■ **Materials provided**
◇ ◇ ◇ ◇ ◇ ◇ ◇

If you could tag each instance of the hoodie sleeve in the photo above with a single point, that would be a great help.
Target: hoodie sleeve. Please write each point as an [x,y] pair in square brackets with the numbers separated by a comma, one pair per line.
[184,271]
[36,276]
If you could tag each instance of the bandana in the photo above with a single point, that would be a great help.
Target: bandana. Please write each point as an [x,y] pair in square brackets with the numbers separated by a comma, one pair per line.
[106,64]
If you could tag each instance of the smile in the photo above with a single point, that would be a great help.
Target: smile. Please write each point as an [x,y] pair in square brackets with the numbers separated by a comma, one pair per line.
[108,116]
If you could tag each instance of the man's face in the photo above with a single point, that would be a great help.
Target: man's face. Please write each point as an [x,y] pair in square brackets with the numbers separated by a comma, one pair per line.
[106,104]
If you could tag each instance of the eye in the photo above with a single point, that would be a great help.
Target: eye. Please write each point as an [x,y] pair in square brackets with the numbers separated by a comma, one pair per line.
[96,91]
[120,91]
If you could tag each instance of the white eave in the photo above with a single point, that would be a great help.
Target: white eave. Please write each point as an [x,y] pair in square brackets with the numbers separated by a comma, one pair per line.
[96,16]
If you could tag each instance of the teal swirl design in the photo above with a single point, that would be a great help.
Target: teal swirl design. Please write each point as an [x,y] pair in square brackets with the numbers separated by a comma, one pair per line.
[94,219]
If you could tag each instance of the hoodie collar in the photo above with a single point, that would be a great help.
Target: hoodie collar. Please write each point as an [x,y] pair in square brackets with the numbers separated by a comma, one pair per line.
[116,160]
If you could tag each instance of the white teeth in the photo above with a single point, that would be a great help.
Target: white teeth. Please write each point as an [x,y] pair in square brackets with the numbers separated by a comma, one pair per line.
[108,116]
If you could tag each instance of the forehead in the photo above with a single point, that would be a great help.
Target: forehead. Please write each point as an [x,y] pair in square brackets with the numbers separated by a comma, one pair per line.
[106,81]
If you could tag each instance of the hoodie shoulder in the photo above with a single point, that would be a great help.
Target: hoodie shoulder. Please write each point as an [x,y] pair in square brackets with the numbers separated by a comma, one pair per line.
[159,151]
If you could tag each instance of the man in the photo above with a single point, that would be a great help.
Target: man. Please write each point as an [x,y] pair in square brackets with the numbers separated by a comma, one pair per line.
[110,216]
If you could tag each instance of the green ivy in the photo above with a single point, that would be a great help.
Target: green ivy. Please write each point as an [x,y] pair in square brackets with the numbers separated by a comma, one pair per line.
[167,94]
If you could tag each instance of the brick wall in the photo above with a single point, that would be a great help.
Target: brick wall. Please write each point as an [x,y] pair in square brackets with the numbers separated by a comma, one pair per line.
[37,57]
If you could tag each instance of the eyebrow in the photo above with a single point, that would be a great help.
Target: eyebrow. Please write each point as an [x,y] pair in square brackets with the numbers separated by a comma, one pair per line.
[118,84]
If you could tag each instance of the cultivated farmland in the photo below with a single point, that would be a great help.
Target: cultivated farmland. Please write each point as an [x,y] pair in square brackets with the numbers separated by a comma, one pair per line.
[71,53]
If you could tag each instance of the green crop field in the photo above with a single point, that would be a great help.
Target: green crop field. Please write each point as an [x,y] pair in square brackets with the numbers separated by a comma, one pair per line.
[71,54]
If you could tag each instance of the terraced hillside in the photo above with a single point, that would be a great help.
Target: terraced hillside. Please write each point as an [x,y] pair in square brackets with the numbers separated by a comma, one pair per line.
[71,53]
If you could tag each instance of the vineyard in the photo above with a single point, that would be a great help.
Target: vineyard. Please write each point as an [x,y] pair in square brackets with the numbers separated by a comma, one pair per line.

◇ ◇ ◇ ◇ ◇ ◇ ◇

■ **Work to complete**
Rewrite every one of the lines above, putting "very useful" wherever "a great help" appears and keeping all other wording unchanged.

■ **Completed task**
If you could tag each instance of the hoodie sleeve in the photo above with a single point, that would be very useful.
Target: hoodie sleeve. Please write each point as an [x,y] pair in square brackets with the numbers separated by a comma, one pair per line.
[184,271]
[36,276]
If you could tag each instance of the bandana in the photo above with a single point, that would be very useful.
Target: bandana. Please write each point as an [x,y] pair in square brackets with the numbers separated by a comma, one pair per line.
[106,64]
If you could tag each instance of the smile in the photo above with a single point, that would be very useful.
Target: smile. Please write each point as an [x,y] pair in square brackets with the numbers separated by a comma, one pair per line.
[108,116]
If you could tag each instance of the man's face in the photo above with a single point, that would be very useful.
Target: man's face. Please write each point as an [x,y] pair in square brackets with the numbers separated by a comma, one pair per line.
[106,104]
If you could tag each instance of the eye in the photo above with a single point, that would be very useful.
Target: eye. Please write each point as an [x,y] pair in square brackets with the numbers separated by a comma, one pair per line.
[96,91]
[120,91]
If you could tag each instance of the white eave in the photo above with a single point, that would be very useful.
Target: white eave. Please write each point as an [x,y] pair in square brackets with the numbers separated by a comma, one pair per line.
[96,16]
If you could tag each instance of the teal swirl design in the photo above with a single point, that would be very useful.
Target: teal swirl design. Please write each point as an [x,y] pair in square brackets with the numbers separated by a comma, one pair per line.
[94,219]
If you could tag each instance of the hoodie collar in the photo above with a single point, that would be very useful.
Target: hoodie collar. Please write each point as an [x,y] pair in square brackets with the numbers separated by a comma, one pair per line.
[116,160]
If you could tag each instance of the white teeth in the photo above with a single point, that would be very useful.
Target: white teeth. Please write each point as an [x,y] pair in square brackets with the numbers separated by a comma, one pair per line.
[108,116]
If you could tag each instance of the forehead in the photo above with a single point, that would be very useful.
Target: forehead. Please write each point as an [x,y] pair in square brackets with the numbers separated by a comma, one pair per line.
[106,81]
If you could tag each instance of the hoodie shoulder in the photo above with a single point, that would be very useful.
Target: hoodie shoulder. Please write each point as an [x,y] pair in square brackets with the numbers separated by a comma, one pair per line.
[159,151]
If you could tag each instance of the man in the photo above with a single point, that would be very useful.
Target: man. Please write each point as an [x,y] pair in square brackets with the numbers separated by a comma, one pair per line.
[110,216]
If you could tag each instance of the green ivy in the photo above with a single point, that would be very useful.
Target: green ivy. Please write each point as an [x,y] pair in square brackets with the numbers separated by a comma, one pair per line.
[167,94]
If you could tag each instance of the brick wall in the photo above with a single point, that would be very useful.
Target: brick wall. Please write each point as an [x,y] pair in square brackets with the numbers separated by a comma, one pair per line.
[37,57]
If you could tag each instance of the eyebrow in the photo above with a single point, that would be very useful.
Target: eyebrow. Please write each point as an [x,y] pair in square brackets with the numbers separated by a comma, one pair per line.
[118,84]
If you could tag each instance of the cultivated farmland in the photo below with a single point, that would be very useful.
Target: cultivated farmland. Please write each point as an [x,y] pair in square brackets with the numbers separated by a comma, one pair per line.
[71,53]
If you could tag each instance of the green crop field in the photo above with a single point, that would be very useful.
Target: green crop field. Please write each point as an [x,y] pair in square brackets with the numbers separated by a comma, one pair per line.
[71,54]
If you could tag each instance of the terraced hillside in the photo above with a single point, that would be very useful.
Target: terraced hillside. Please write each point as an [x,y] pair in square brackets with the numbers separated by a comma, one pair per line.
[71,53]
If you could tag each instance of the vineyard in the photo above with a single point, that would be very useful.
Target: vineyard. Please write each point as an [x,y] pair in square brackets with the numbers separated by a comma, one pair per line.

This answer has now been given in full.